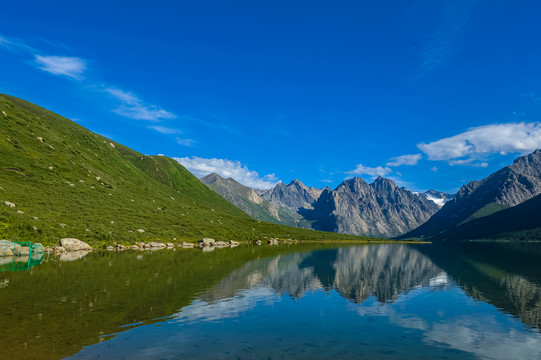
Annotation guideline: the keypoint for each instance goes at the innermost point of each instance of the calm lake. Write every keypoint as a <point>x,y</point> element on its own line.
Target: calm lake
<point>393,301</point>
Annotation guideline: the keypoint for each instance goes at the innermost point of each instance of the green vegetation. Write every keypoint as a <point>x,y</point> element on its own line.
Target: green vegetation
<point>66,181</point>
<point>518,223</point>
<point>486,210</point>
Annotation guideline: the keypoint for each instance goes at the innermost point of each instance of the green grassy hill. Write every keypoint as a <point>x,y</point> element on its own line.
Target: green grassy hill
<point>66,181</point>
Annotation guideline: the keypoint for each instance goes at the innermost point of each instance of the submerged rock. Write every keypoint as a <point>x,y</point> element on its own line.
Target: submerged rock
<point>22,251</point>
<point>207,242</point>
<point>74,255</point>
<point>157,245</point>
<point>7,247</point>
<point>71,244</point>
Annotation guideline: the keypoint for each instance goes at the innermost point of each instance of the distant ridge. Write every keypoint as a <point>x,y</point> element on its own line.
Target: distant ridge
<point>377,209</point>
<point>249,201</point>
<point>507,187</point>
<point>58,180</point>
<point>294,196</point>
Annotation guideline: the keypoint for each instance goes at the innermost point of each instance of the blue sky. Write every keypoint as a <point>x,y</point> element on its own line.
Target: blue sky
<point>431,94</point>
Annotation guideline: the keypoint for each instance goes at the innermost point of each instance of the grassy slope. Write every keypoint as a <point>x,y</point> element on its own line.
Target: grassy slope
<point>133,192</point>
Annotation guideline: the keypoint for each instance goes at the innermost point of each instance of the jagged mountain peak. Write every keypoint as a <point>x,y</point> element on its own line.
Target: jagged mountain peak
<point>507,187</point>
<point>377,209</point>
<point>296,182</point>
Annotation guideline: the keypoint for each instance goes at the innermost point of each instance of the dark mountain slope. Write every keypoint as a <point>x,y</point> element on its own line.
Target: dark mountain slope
<point>377,209</point>
<point>520,222</point>
<point>507,187</point>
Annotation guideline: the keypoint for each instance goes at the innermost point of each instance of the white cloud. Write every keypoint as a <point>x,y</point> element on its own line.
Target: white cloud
<point>468,162</point>
<point>227,168</point>
<point>72,67</point>
<point>484,140</point>
<point>165,130</point>
<point>377,171</point>
<point>185,142</point>
<point>405,160</point>
<point>134,108</point>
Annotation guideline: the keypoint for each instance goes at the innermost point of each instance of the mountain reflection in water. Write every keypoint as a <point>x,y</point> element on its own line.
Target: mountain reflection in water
<point>317,301</point>
<point>356,273</point>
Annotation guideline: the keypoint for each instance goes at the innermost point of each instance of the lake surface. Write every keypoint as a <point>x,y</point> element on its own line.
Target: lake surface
<point>393,301</point>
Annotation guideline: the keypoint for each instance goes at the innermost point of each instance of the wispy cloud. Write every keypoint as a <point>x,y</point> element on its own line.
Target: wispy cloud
<point>72,67</point>
<point>443,43</point>
<point>165,130</point>
<point>130,105</point>
<point>485,140</point>
<point>468,162</point>
<point>365,170</point>
<point>133,107</point>
<point>227,168</point>
<point>185,142</point>
<point>404,160</point>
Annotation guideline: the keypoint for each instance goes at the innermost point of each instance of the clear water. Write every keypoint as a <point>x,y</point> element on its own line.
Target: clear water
<point>475,300</point>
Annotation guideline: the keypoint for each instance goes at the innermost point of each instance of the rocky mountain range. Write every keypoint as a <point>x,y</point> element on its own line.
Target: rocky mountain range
<point>378,209</point>
<point>507,187</point>
<point>249,201</point>
<point>295,196</point>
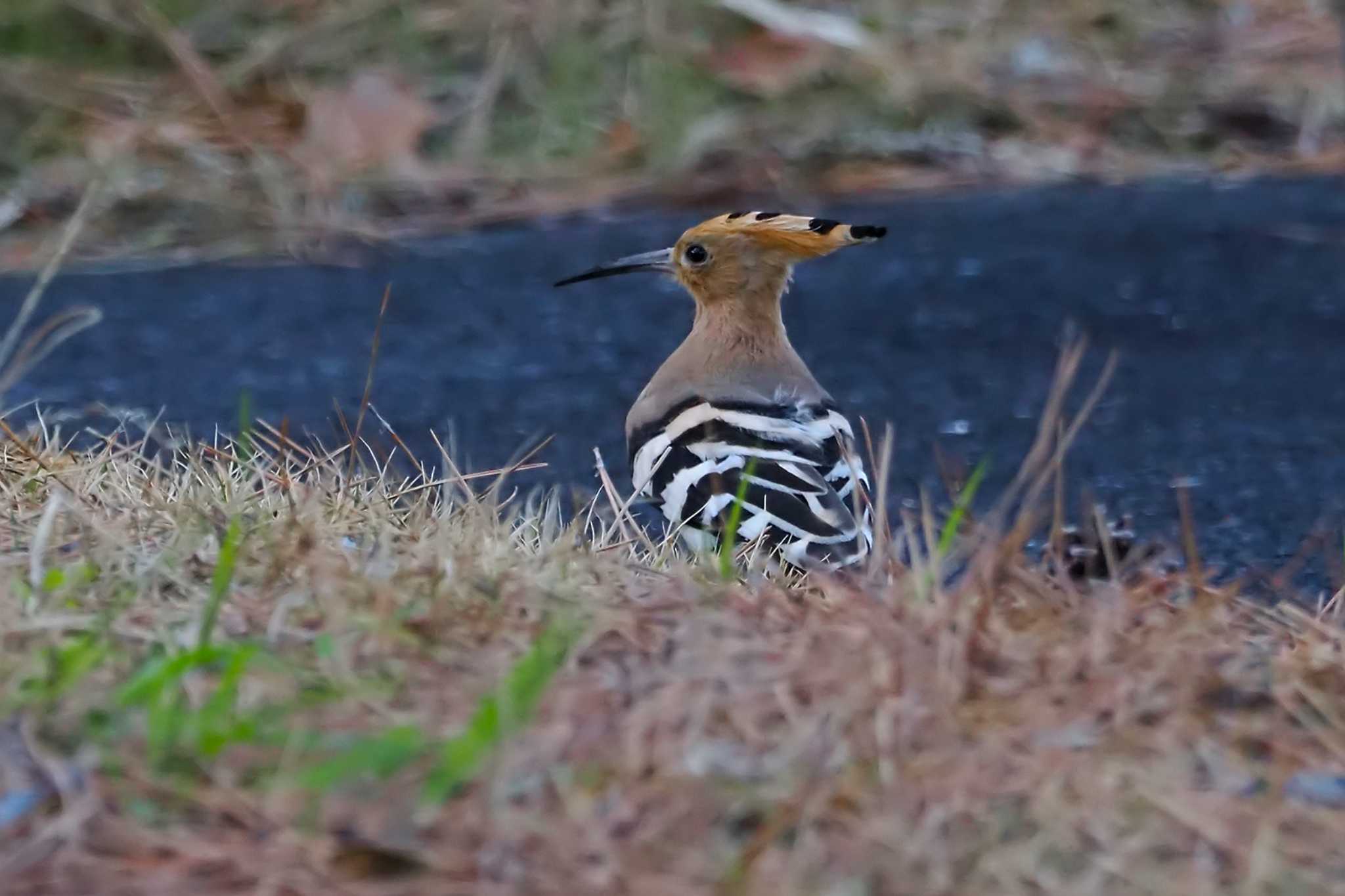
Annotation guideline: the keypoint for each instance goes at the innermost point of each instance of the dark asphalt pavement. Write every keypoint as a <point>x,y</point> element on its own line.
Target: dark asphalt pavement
<point>1227,303</point>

══════════════════════════════

[REQUIREMENTS]
Rewrite the listing starting at the line containing "the green vegetation." and ending at the line containing "<point>133,192</point>", keeping every line but raising each point coordinate in the answers by 17.

[SOLUTION TO THIS TASK]
Annotation guideline: the keypoint for each instance goes at the innermost point of each instance of the green vegetation. Write every keypoint as a <point>x,y</point> element on its own line.
Target: green vegetation
<point>83,198</point>
<point>535,240</point>
<point>503,227</point>
Annotation guideline: the keypoint for each instance goes at the innermost point of each instance of the green grassy hill. Write every keypoint as a <point>x,y</point> element on its own line.
Target: green grassy hill
<point>83,198</point>
Annotation guideline: the keypoint for each instance goes at the innermost point of each instance of the submerged rock. Write every keypoint as a <point>x,y</point> element on its own line.
Target: submerged rock
<point>39,268</point>
<point>224,259</point>
<point>91,272</point>
<point>174,262</point>
<point>24,264</point>
<point>88,261</point>
Annotation guideline: the keypoint for each instance goes at the innermost point of each instance of the distant ridge. Write every keypoint as a <point>x,y</point> element on its own line.
Target: distant ridge
<point>394,226</point>
<point>266,218</point>
<point>524,204</point>
<point>75,197</point>
<point>311,213</point>
Annotation guideline: the keypoint for each instance goes at the innermost point of each instance of the blue sky. Write every keypoint as a <point>x,y</point> element on its own line.
Target: blue sky
<point>448,111</point>
Annotation guideline: the keypoint for each instance goes at the innermost point of each instance of the grassy slope. Write every keypoint as a <point>x,y</point> element on its own line.
Target: grassy slope
<point>150,209</point>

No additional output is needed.